# Records from a pointing dataset
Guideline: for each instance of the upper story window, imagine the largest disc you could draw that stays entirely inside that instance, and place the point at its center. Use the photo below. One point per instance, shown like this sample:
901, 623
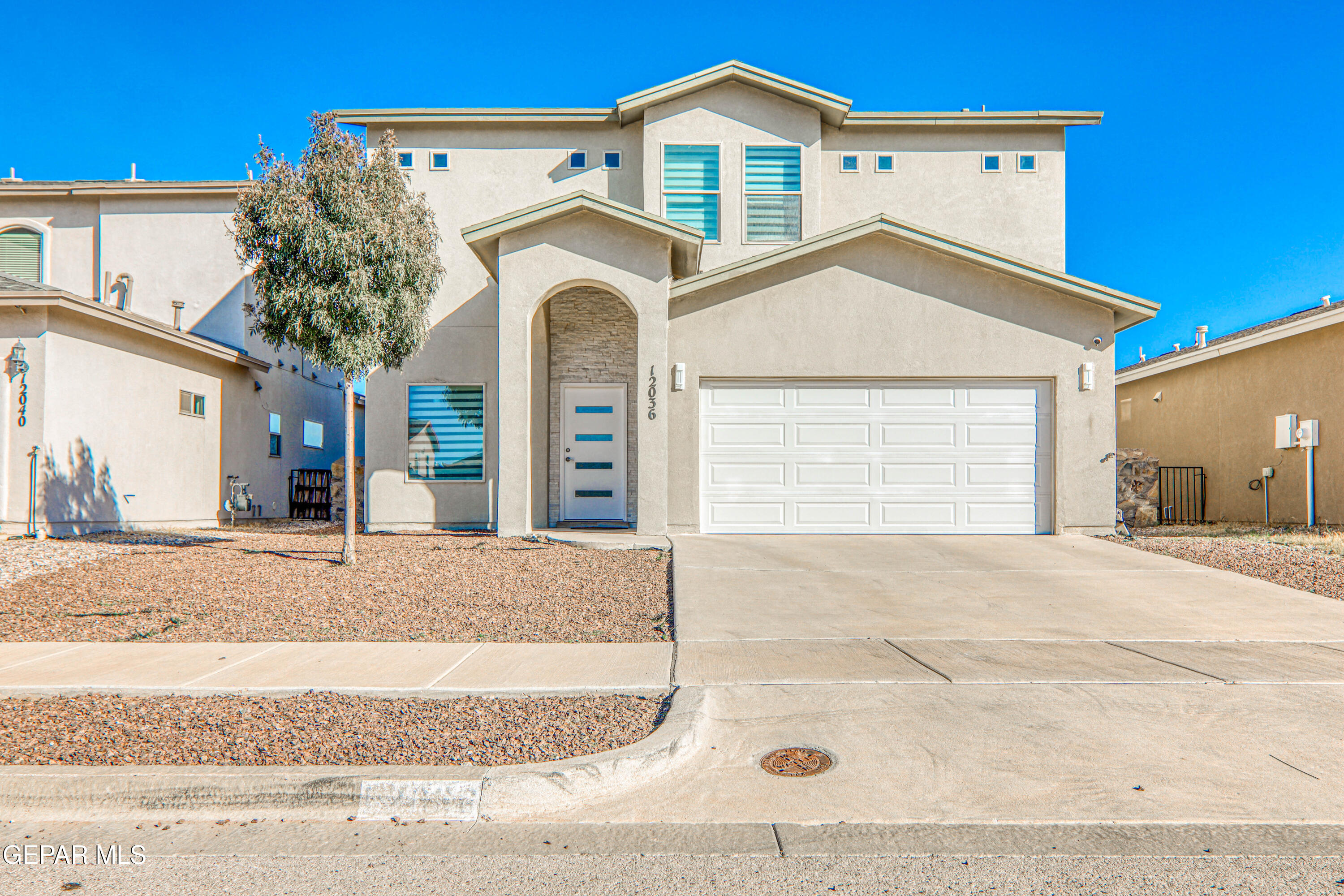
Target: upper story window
691, 187
773, 186
21, 254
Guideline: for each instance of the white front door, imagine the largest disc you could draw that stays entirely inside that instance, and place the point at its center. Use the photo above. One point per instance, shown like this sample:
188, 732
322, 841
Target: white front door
593, 452
894, 457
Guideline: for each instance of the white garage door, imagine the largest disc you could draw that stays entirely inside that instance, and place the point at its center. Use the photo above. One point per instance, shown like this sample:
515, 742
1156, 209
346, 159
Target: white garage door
898, 457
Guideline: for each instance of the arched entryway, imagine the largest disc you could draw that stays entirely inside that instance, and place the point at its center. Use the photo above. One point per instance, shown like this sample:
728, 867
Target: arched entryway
590, 361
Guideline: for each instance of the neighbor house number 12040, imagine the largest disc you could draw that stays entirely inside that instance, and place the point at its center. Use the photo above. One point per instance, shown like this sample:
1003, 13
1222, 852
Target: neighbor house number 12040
654, 394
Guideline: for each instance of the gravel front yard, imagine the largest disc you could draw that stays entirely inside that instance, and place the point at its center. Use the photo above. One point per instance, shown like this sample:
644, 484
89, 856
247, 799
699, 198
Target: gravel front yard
316, 730
289, 586
1304, 569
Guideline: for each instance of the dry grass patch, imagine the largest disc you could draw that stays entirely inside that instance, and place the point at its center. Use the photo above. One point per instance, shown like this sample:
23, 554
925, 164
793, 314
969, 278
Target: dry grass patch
250, 585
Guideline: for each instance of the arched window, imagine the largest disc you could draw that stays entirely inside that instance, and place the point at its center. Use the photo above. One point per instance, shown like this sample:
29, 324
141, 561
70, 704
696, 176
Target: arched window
21, 253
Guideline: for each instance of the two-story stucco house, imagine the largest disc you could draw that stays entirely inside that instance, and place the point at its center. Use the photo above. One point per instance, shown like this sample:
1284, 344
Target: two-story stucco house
733, 304
135, 396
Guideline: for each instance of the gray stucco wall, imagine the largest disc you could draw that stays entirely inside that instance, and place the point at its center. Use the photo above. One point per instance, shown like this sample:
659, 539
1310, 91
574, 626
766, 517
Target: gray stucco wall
592, 340
878, 308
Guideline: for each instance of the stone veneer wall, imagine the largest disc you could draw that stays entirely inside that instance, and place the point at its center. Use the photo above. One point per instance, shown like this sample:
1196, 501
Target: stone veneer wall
593, 340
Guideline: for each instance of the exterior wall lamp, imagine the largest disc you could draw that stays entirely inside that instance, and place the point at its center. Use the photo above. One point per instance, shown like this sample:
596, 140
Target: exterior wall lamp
17, 365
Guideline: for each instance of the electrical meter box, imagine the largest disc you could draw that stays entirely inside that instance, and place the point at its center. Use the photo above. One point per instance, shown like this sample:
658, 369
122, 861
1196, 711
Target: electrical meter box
1285, 431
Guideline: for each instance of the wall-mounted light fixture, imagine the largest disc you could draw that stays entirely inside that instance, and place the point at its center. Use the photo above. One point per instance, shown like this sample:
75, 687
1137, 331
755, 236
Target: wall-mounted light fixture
17, 363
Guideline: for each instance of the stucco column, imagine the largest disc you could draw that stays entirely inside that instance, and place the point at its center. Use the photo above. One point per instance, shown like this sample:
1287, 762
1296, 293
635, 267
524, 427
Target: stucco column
654, 386
515, 410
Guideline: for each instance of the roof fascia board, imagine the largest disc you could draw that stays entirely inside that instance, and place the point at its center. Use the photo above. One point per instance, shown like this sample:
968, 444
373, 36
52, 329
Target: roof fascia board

# Given problem
Recast the lines above as a Markdown table with two columns, Row for the row number and Line for the line, and skip any blank lines. Leave the pictures out of the table.

# Result for this exercise
| Row | Line |
|---|---|
| 1 | Guideline: for each instance of the upper story window, imagine the largest disc you could draw that stays entirely inside that instance, and place the point at its center. Use the photo below. One point per instance, shown like this sample: |
| 2 | 901, 623 |
| 3 | Target: upper story window |
| 4 | 691, 187 |
| 5 | 773, 186 |
| 6 | 21, 254 |
| 7 | Guideline: for each instance of the white front door, imagine the largest disc you could draw that stays entirely inside that instance, and place the point at its center. Use the photo above. One point per instance, shown like this sample: |
| 8 | 188, 732 |
| 9 | 322, 841 |
| 10 | Target: white front door |
| 11 | 593, 452 |
| 12 | 894, 457 |
| 13 | Guideline: for each instance of the white garage door, imagine the largest disc you could draw that stays entirely inside that instance, and place the point at its center. Use the photo above. One point per instance, shown like this sample: |
| 14 | 515, 742 |
| 15 | 1156, 209 |
| 16 | 346, 159 |
| 17 | Target: white garage door |
| 18 | 898, 457 |
| 19 | Guideline: for each instance of the arched entryway, imagine the largest disc you could draw that stays entirely inside that instance, and place the point at its center. Use the photo above. One point per instance, shown like this sample: |
| 20 | 728, 867 |
| 21 | Target: arched entryway |
| 22 | 590, 361 |
| 23 | Guideline: for each instance of the neighbor house number 12040, imagine the largest disc you could draw that stays entirely inside that instance, and place the point at its center. Use the photo above. One point per instance, shown like this sample: |
| 24 | 1003, 13 |
| 25 | 1222, 852 |
| 26 | Target: neighbor house number 12040 |
| 27 | 654, 394 |
| 28 | Guideline: for each instance of the gravel front yard, imagine the largest disc you could draw that stays entirely inside that instance, and place the point at its center. Use the photo above. One point per instance, shown like this sample: |
| 29 | 644, 484 |
| 30 | 89, 856 |
| 31 | 247, 799 |
| 32 | 699, 198 |
| 33 | Target: gravel front yard |
| 34 | 316, 730 |
| 35 | 289, 586 |
| 36 | 1304, 569 |
| 37 | Guideline: for each instance of the dry grass patch, imagine the largest disc you could draw that stays entirely inside that instance, and place the point at its center. Use the photo above. One point per instance, shown like this sample: |
| 38 | 23, 554 |
| 39 | 925, 164 |
| 40 | 793, 314 |
| 41 | 969, 278 |
| 42 | Target: dry grass patch |
| 43 | 250, 585 |
| 44 | Guideline: for each instance of the arched window, imagine the largest disc you could draw that stays entirely inside that instance, and place the point at its center. Use the photo above. One point per instance, shown like this sample: |
| 45 | 29, 324 |
| 46 | 141, 561 |
| 47 | 70, 704 |
| 48 | 696, 176 |
| 49 | Target: arched window |
| 50 | 21, 253 |
| 51 | Guideline: for each instance of the two-story stucco house, imagine the largest disc you could draw that stays entirely inside that instance, and place the point at its center. Use the photo above. One point per instance, shown like this sample: |
| 52 | 1284, 344 |
| 53 | Target: two-story stucco house |
| 54 | 733, 304 |
| 55 | 135, 396 |
| 56 | Guideline: for each instance of the gray stucco wall, imagine the largest disc you could draw that stays entirely inside that instance, and place the point at its center. Use the photo above. One point per instance, shown like this sample: |
| 57 | 659, 539 |
| 58 | 1310, 91 |
| 59 | 574, 626 |
| 60 | 766, 517 |
| 61 | Target: gray stucco wall |
| 62 | 592, 340 |
| 63 | 878, 308 |
| 64 | Guideline: for each instance of the stone veneer wall, imagine the largest disc you could draw that stays entirely inside that instance, and place the point at its center. Use the photo above. One point per instance, shown like this sample: |
| 65 | 1196, 501 |
| 66 | Target: stone veneer wall |
| 67 | 593, 340 |
| 68 | Guideline: for each instance of the exterior wall lamp, imagine the largest disc you could draw that stays entirely inside that instance, and place the point at its center. Use the photo above. One point per instance, shown like this sample: |
| 69 | 596, 140 |
| 70 | Target: exterior wall lamp |
| 71 | 17, 365 |
| 72 | Guideline: for each instance of the electrical meter box, imagine the largest disc you could draw that stays entirely inside that instance, and place the point at its center. Use the photo above. One point per instance, shown like this sample: |
| 73 | 658, 369 |
| 74 | 122, 861 |
| 75 | 1196, 711 |
| 76 | Target: electrical meter box |
| 77 | 1285, 431 |
| 78 | Guideline: for each instance of the wall-mounted light fixture, imagine the largest disc you could draw that stays entirely inside that instance, and place the point at its center. Use the photo above. One point per instance, shown like this sample: |
| 79 | 75, 687 |
| 80 | 1137, 331 |
| 81 | 755, 236 |
| 82 | Target: wall-mounted light fixture |
| 83 | 17, 363 |
| 84 | Guideline: for each instance of the stucco column, imagine the largest disc you could draw that stays entirely inside that instance, and place the point at its center. Use the photo above. One point per instance, shown like this sample: |
| 85 | 1287, 762 |
| 86 | 1296, 293 |
| 87 | 635, 267 |
| 88 | 524, 427 |
| 89 | Target: stucco column |
| 90 | 654, 386 |
| 91 | 515, 410 |
| 92 | Guideline: for each instance of the roof fascia board, imagine the largest disc you could draw that stays entirely inside that instance, and place the point at its center. Use the photo above. One point per instance, shown like this sample: |
| 93 | 968, 444 |
| 94 | 373, 36 |
| 95 | 52, 329 |
| 96 | Target: roof fascia board |